### AVAILABLE RECORDS:
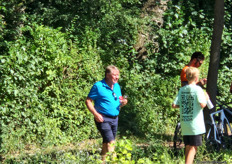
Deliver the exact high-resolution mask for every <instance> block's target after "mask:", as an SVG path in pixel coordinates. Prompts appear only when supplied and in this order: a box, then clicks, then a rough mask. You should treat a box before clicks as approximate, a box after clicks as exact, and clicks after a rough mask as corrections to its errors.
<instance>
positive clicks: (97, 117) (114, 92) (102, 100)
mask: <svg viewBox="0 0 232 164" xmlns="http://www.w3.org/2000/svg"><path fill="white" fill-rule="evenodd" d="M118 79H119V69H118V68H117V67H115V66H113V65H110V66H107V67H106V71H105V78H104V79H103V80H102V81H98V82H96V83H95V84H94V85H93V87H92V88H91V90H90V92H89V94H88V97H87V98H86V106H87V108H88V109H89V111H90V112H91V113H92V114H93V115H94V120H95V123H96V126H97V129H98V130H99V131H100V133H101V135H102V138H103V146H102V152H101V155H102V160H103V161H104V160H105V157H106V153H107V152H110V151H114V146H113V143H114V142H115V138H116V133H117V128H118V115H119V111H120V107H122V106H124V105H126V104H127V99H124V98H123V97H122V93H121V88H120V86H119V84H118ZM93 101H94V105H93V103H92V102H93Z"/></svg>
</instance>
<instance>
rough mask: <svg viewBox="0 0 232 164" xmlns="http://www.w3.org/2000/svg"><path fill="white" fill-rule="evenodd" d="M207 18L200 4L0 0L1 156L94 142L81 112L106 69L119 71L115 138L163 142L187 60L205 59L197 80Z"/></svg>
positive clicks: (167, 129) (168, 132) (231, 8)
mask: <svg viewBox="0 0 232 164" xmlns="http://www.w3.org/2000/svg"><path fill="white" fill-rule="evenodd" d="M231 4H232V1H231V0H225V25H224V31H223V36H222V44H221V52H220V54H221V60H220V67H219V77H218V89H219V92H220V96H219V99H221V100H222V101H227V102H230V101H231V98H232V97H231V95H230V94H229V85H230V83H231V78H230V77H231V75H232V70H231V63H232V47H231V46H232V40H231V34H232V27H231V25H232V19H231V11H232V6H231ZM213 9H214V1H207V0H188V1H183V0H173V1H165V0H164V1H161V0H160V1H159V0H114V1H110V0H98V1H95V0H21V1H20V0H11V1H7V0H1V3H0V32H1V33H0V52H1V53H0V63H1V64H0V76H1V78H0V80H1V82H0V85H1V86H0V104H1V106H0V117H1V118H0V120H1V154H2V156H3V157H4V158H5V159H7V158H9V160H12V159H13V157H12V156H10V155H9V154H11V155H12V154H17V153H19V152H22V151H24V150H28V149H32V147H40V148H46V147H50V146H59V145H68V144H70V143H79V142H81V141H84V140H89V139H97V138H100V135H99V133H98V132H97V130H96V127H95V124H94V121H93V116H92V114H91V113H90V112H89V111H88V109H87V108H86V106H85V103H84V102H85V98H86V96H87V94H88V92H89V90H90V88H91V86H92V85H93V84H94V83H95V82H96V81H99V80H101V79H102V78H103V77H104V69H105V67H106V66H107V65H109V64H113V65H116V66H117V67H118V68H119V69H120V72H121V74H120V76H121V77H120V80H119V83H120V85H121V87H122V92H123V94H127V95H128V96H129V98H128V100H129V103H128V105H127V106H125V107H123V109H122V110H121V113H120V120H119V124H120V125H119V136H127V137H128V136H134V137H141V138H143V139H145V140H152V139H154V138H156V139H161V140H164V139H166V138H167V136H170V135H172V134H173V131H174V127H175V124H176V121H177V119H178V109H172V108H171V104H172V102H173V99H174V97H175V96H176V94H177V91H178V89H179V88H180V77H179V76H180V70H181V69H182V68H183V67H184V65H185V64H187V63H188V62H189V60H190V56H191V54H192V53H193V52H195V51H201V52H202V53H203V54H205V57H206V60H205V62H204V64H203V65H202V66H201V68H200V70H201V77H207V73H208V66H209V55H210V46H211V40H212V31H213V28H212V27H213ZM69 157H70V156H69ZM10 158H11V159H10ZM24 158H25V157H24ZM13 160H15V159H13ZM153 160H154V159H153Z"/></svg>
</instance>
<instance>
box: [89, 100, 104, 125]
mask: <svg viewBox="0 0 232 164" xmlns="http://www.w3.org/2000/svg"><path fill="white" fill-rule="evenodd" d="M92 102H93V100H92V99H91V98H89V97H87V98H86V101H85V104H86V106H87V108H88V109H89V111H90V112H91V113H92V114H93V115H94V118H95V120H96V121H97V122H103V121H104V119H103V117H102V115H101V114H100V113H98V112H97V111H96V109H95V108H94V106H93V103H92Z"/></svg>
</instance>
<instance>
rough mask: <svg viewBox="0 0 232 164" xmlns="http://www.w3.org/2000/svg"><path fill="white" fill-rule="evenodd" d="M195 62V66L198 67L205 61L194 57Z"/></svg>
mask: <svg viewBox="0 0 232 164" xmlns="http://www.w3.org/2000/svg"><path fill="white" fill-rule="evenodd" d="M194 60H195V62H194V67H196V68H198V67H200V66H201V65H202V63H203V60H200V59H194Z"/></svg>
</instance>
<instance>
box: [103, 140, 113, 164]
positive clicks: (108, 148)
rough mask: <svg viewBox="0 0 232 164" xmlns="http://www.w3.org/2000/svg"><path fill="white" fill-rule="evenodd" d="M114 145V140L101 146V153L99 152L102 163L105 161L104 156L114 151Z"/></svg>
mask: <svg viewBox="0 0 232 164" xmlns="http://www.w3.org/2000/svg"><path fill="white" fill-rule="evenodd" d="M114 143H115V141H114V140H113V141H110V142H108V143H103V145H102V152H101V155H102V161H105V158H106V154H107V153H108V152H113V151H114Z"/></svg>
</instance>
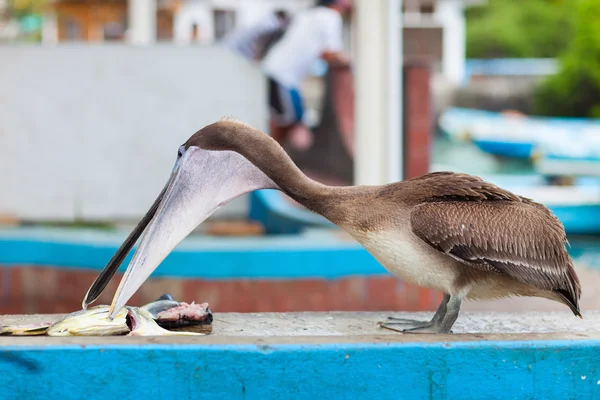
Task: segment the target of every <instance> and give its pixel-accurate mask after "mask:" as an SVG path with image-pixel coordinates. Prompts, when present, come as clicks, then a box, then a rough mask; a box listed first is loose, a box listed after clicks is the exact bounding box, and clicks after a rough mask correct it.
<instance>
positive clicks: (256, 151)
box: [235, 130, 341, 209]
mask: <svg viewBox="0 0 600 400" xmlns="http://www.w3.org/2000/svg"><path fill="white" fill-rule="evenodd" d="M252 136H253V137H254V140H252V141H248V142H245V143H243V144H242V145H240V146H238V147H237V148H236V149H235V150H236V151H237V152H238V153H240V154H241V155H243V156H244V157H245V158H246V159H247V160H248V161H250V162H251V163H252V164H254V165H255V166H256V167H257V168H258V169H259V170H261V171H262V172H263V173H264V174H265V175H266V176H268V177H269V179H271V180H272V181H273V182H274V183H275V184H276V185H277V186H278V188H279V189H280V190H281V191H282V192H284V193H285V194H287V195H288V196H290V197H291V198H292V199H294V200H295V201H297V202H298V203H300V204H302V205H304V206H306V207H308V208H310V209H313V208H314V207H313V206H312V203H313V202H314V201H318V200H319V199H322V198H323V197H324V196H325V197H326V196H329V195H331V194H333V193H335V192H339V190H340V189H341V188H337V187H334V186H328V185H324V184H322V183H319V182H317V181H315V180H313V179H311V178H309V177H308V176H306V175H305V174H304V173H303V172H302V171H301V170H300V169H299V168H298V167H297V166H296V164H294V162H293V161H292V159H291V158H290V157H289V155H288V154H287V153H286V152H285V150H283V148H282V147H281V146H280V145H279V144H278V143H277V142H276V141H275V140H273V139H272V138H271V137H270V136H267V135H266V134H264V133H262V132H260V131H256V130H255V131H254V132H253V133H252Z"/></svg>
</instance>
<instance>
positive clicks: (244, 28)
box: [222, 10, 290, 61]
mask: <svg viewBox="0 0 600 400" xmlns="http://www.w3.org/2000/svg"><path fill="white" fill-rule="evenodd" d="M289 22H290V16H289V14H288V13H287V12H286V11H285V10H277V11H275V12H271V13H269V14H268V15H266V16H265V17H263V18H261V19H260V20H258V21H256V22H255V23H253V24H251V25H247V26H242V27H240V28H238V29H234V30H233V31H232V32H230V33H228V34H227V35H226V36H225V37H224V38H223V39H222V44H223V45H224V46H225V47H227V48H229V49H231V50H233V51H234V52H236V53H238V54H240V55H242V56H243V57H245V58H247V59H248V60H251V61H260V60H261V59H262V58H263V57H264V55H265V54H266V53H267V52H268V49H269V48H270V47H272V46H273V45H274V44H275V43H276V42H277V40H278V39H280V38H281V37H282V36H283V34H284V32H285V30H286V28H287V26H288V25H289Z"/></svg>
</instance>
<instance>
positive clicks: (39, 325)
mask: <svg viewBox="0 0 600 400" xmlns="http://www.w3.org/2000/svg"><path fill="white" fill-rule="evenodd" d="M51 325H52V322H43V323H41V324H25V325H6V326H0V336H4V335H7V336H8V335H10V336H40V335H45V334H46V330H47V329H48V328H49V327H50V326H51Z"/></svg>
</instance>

### WHAT YOU SHOULD DO:
Copy the rows above word for word, from the start of the rows through the line containing "positive clicks: (97, 117)", and leave out the pictures.

### RESPONSE AREA:
Deliver the exact high-resolution mask for every <instance> block's target after "mask:", as an SVG path in pixel coordinates. Prompts appear only when supplied and in this order: a box, then clicks, then a rough mask. You should treat a box before clicks as approximate, a box after clicks as exact, and clicks after a rough mask as corrections to its errors.
<instance>
positive clicks: (97, 117) (114, 92) (102, 100)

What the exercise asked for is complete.